[PASSAGE Boundary: Start]
Construction and optimization of an efficient breathing-based isothermal emulsion amplification method

Abstract

The reaction temperature is one of the main factors that affect the stability of emulsion PCR (emPCR). Focusing on this point, we applied the “DNA breathing” mechanism in BEAMing (Bead, Emulsion, Amplification, and Magnetic) and proposed a more stable emulsion amplification method. Compared to the conventional emPCR, this method provided excellent results. Firstly, more stable emulsion system resulted in higher percentage of single-molecular amplifications (73.17%). Secondly, an ordinary temperature-controlling device was enough. Our outcome showed that the reaction temperature of this method was not strict so that the ordinary temperature-controlling device was enough for it (the heat block sets vs. the PCR instrument: 13.140 ± 0.110 vs. 13.008 ± 0.039, P = 0.120). Thirdly, the single-biotinylated emP1 coated streptavidin beads were stable enough to be used for this method (the control temperature vs. the reaction temperature: 2967.91 ± 409.045 vs. 3026.22 ± 442.129, P = 0.334), which could replace the double-biotinylated emP1 coated beads and was benefit for saving cost. In conclusion, the method presented here with stable emulsion system, simplified temperature-controlling device, and decreased investment would be a highly streamlined and inexpensive option for future single-molecular amplification based researches.
[PASSAGE Boundary: End]
[DATASET EXTRACT Boundary: Start]
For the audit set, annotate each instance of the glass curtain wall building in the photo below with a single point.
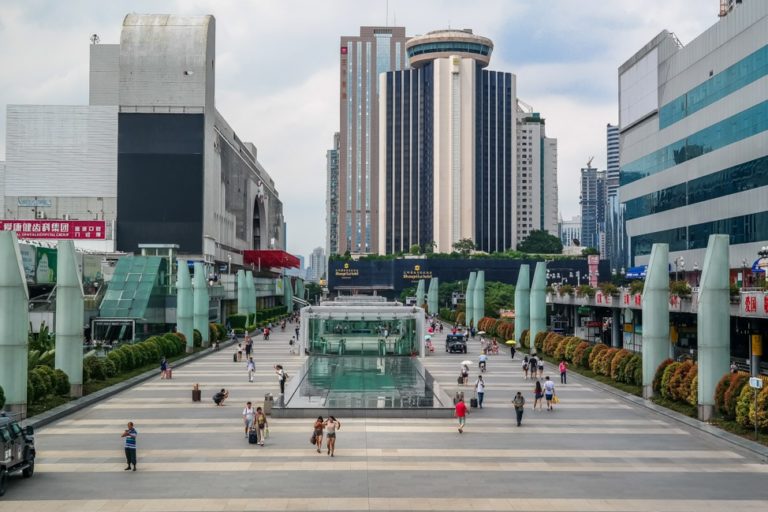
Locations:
[DATASET EXTRACT Boundary: End]
EXERCISE SET
• 1. Answer from the abstract:
(a) What percentage of single-molecular amplifications resulted from the more stable emulsion system?
(b) What P value is given for the comparison of the heat block sets with the PCR instrument?
(c) Which beads could the single-biotinylated emP1 coated streptavidin beads replace?
• 2. Translate this sentence from the abstract into Spanish: "The reaction temperature is one of the main factors that affect the stability of emulsion PCR (emPCR)."

TASK-BY-TASK OUTPUTS
• 1.
(a) 73.17%
(b) P = 0.120
(c) The double-biotinylated emP1 coated beads

• 2. La temperatura de reacción es uno de los principales factores que afectan la estabilidad de la PCR en emulsión (emPCR).